Work instruction: Output, exactly and in full, the entries that appear below.

Raw data:
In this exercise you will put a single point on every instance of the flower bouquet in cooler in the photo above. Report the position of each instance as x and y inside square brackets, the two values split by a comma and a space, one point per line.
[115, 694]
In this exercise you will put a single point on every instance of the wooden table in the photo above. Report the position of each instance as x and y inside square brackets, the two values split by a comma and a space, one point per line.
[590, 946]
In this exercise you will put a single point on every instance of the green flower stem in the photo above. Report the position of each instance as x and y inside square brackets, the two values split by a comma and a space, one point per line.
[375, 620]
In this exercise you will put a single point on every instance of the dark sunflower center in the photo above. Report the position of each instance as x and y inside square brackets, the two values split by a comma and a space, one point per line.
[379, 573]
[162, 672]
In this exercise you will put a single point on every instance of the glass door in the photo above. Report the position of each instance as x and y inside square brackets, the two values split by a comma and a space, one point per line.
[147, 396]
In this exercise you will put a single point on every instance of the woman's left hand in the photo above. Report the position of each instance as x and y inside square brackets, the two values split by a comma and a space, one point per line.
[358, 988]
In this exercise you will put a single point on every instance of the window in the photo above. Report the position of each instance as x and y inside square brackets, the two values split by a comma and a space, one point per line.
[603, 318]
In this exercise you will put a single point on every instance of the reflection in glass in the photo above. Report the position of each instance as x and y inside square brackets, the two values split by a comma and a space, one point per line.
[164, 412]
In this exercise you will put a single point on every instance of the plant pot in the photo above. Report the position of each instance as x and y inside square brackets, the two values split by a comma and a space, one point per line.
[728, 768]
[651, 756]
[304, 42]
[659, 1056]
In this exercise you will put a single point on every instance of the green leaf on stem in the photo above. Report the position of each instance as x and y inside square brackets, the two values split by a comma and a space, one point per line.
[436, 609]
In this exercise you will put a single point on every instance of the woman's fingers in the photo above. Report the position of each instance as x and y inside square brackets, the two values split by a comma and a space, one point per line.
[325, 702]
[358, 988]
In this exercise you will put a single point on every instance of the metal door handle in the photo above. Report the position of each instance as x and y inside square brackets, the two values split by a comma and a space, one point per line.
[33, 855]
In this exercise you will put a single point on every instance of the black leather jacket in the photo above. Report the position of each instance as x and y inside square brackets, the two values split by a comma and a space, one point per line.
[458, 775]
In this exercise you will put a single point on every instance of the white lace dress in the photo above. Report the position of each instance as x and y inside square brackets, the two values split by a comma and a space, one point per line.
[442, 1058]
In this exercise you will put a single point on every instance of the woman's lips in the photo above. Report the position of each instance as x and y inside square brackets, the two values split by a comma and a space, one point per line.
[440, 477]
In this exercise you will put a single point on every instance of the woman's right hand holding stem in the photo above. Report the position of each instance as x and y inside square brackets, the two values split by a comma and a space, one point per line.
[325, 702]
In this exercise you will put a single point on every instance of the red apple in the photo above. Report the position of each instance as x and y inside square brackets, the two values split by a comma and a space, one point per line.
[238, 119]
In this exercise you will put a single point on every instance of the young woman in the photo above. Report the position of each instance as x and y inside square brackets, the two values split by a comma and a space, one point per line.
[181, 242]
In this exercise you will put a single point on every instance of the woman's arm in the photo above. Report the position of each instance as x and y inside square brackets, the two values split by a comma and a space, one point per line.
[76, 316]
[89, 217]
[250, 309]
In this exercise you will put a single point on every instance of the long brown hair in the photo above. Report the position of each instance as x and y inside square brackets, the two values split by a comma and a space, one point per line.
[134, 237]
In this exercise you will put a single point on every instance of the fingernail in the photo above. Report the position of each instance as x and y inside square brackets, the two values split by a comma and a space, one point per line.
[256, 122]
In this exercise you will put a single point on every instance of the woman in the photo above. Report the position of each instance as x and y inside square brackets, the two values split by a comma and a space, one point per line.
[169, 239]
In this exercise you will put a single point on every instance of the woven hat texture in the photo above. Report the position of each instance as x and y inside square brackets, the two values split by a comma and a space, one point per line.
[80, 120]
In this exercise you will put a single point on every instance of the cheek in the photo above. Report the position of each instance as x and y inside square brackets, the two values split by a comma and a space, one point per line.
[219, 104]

Exercise response:
In this exercise you will put a single point on every instance of the flower bouquet in cooler in the photo above. Report the position of each instance as x and y inside square brackets, the two values split by a comma and a space, one point per line.
[115, 694]
In this exercise you will put a single point on every instance of the wooden table in the photo above. Report the position of each instance as x and y inside square brackets, the two values split by a comma and a space, one point per line.
[590, 946]
In this exercise you will put a single point on every instance of the green flower stem in the photo above. Report the position of each instance as x and y inside square brackets, the two values split by a comma and a space, one point per line.
[375, 620]
In this exercise you will put a single point on every instance of the dark sunflower center in the photo above. Report the position of each instance as x and y inside square brackets, the two values split by a comma and a space, one point per line.
[379, 573]
[162, 672]
In this exercise you will put a single point on every instance of the glass door in the photo above. Report the position of each instance as x and y inside square brackets, the two values split by a comma and a space, one point per line.
[147, 396]
In this exercise you will put a single point on every instance of the woman's left hand in the photo above. Report the position of each instance as x and y inside square brackets, the two values split by a comma and a space, one point per line.
[358, 988]
In this exercise you will put a single point on every instance of the window in the photo above. Report the position of each instance as x and y inside square brackets, the two values split by a comma and a space, one point per line.
[603, 318]
In this exercise you will put a single point on every instance of the reflection in glass in the photo above. Report the position of each instance as x and y inside square brackets, the two values split by a comma and a space, one point per line.
[164, 412]
In this exercise you will put a single point on every instance of the plant pot in the photo above. Report the position of each instance as x and y inside square brackets, the two values split by a comma and a space, one point per line.
[728, 768]
[651, 756]
[304, 42]
[659, 1056]
In this exercise you will put a single point on every instance of the green leaf on stem in the photo above. Report the position of each instance as x and y inside square brackets, the two values split by a comma and a space, one point per line.
[436, 609]
In this exercise you will put a single point on every instance of the woman's fingers in the photo above. Report the position of each instance as x and y inside square brackets, the two values split by a comma and a space, one point per line.
[325, 702]
[358, 988]
In this exercise you will put a single point on every instance of the metal door handle in the photo above. Report the position of each instance as x and y inside square brackets, the two values split by a comma and a space, one point per line.
[33, 855]
In this exercise you will put a single point on every instance of the black leather jacket in the photo above. Report the position of each instance as x and y inside square brackets, the two values split by a comma and a space, one point per line.
[458, 775]
In this exercise you will put a single point on every instance of the white lace dress in the photo above. Report the position of each instance as x and y inside square brackets, the two values split by a comma and a space, one point per line.
[442, 1058]
In this exercise you will put a single point on every instance of the woman's lips in the photo above. Report the position of each instance as x and y inside square brackets, the two values split by a comma and a space, one point per line.
[440, 477]
In this exercise you will put a single point on every instance of the woman's right hand holding stem in the photo above. Report the position of each instance as x and y inside square brackets, the two values split by a comma and a space, one point per line.
[325, 702]
In this exercise you will put a single point on every instance of the red apple in the photo above. Report the position of each instance as x and y inside square brackets, the two values split by a comma and a space, one point per line.
[238, 119]
In this exercise you will put a single point on every instance of the young woman in the photo above. Report the position of each instance as x and y inside square brackets, the two values split by a comma and a space, one point per line.
[181, 242]
In this exercise you will put a single point on every instance of the woman's arm in the photo above. Report the position of each instance as x and y inside square brackets, the two values split by a comma and a space, one point per line.
[76, 316]
[89, 217]
[250, 309]
In this exercise you will put a single point on every instance of the long brown hair in the photo above. Report the position of each instance as x and y inside square brackets, the two values split by a comma and a space, one point per line.
[134, 237]
In this exercise you will put a single point on every instance of the fingernail in the photo above. Report the position of each instance as x and y inside square brackets, the two values split by a comma and a space, one point per line.
[256, 122]
In this exercise you will put a single point on every instance of the woman in the photo above. Report the position of each instance as x and y inside square brackets, the two values split by a comma and a space, one point per line.
[169, 239]
In this exercise you will put a single point on every instance of the woven hat texture in the photo above. Report the position of each instance as x and y inside square brackets, the two values split by a comma and a space, one point per line.
[80, 120]
In this exercise you will put a single point on every instance of the cheek in the photo above. Report the position of each instance as x and y inside square brackets, the two values split by a comma and a space, one point per line.
[219, 104]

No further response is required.